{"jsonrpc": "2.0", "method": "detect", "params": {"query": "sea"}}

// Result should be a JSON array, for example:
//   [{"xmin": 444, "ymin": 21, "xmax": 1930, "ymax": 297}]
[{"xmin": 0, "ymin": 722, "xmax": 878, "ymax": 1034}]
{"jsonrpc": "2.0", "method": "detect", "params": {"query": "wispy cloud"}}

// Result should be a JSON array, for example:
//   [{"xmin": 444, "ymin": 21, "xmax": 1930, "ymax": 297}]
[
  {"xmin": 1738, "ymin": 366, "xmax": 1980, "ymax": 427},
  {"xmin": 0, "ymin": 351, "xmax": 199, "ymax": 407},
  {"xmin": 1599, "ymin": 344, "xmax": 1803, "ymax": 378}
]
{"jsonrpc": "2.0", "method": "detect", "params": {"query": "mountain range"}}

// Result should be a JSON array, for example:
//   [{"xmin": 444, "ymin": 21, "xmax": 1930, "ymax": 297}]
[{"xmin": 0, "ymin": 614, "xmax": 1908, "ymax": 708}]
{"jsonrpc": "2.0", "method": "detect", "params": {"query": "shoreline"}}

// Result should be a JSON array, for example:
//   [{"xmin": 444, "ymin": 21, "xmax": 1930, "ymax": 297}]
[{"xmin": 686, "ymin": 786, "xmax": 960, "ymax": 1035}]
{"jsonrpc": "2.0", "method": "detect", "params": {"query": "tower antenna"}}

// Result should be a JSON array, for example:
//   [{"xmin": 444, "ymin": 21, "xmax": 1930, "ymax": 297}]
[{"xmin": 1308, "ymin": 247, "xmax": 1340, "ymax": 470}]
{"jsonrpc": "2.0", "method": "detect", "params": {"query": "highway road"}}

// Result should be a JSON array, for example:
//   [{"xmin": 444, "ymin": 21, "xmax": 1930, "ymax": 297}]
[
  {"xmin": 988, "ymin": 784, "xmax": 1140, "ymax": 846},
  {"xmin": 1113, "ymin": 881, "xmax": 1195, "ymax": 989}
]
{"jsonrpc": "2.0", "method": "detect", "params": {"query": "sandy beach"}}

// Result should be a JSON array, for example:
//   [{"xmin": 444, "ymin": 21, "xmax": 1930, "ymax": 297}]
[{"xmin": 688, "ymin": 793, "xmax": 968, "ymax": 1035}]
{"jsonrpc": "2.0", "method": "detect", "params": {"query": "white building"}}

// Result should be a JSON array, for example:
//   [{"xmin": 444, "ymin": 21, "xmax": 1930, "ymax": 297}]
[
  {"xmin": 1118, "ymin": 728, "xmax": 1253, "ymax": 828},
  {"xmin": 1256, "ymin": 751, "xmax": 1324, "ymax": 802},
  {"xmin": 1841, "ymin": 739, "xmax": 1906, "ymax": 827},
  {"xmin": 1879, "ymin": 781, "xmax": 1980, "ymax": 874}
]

- [Task requirements]: The task requires an exact transcription of all the data.

- [Expected output]:
{"jsonrpc": "2.0", "method": "detect", "params": {"query": "sea"}}

// Result should be a JSON array, for example:
//   [{"xmin": 444, "ymin": 21, "xmax": 1930, "ymax": 297}]
[{"xmin": 0, "ymin": 722, "xmax": 878, "ymax": 1034}]
{"jsonrpc": "2.0", "method": "detect", "params": {"query": "wispy cloud"}}

// Result should be a JSON array, for example:
//   [{"xmin": 444, "ymin": 21, "xmax": 1930, "ymax": 297}]
[
  {"xmin": 1738, "ymin": 366, "xmax": 1980, "ymax": 427},
  {"xmin": 0, "ymin": 351, "xmax": 199, "ymax": 407},
  {"xmin": 1599, "ymin": 344, "xmax": 1803, "ymax": 378}
]
{"jsonrpc": "2.0", "method": "detect", "params": {"query": "mountain range"}}

// Result should be a JSON array, for example:
//   [{"xmin": 444, "ymin": 21, "xmax": 1930, "ymax": 297}]
[{"xmin": 0, "ymin": 614, "xmax": 1908, "ymax": 708}]
{"jsonrpc": "2.0", "method": "detect", "params": {"query": "shoreline"}}

// Result should be a JSON array, for example:
//   [{"xmin": 444, "ymin": 21, "xmax": 1930, "ymax": 297}]
[{"xmin": 686, "ymin": 786, "xmax": 960, "ymax": 1035}]
{"jsonrpc": "2.0", "method": "detect", "params": {"query": "tower antenna"}}

// Result should be a JSON array, for example:
//   [{"xmin": 444, "ymin": 21, "xmax": 1930, "ymax": 297}]
[{"xmin": 1308, "ymin": 247, "xmax": 1340, "ymax": 470}]
{"jsonrpc": "2.0", "method": "detect", "params": {"query": "highway road"}}

// Result should be a JSON array, for example:
//   [{"xmin": 444, "ymin": 21, "xmax": 1930, "ymax": 297}]
[
  {"xmin": 988, "ymin": 784, "xmax": 1140, "ymax": 846},
  {"xmin": 1113, "ymin": 881, "xmax": 1195, "ymax": 989}
]
{"jsonrpc": "2.0", "method": "detect", "params": {"query": "sandy beach"}}

// Result should be a JSON array, for example:
//   [{"xmin": 444, "ymin": 21, "xmax": 1930, "ymax": 297}]
[{"xmin": 688, "ymin": 793, "xmax": 968, "ymax": 1035}]
{"jsonrpc": "2.0", "method": "detect", "params": {"query": "white building"}}

// Result should be a JSON array, for example:
//   [{"xmin": 444, "ymin": 21, "xmax": 1930, "ymax": 297}]
[
  {"xmin": 1118, "ymin": 728, "xmax": 1253, "ymax": 828},
  {"xmin": 1256, "ymin": 751, "xmax": 1324, "ymax": 802},
  {"xmin": 1841, "ymin": 739, "xmax": 1906, "ymax": 827},
  {"xmin": 1879, "ymin": 781, "xmax": 1980, "ymax": 874}
]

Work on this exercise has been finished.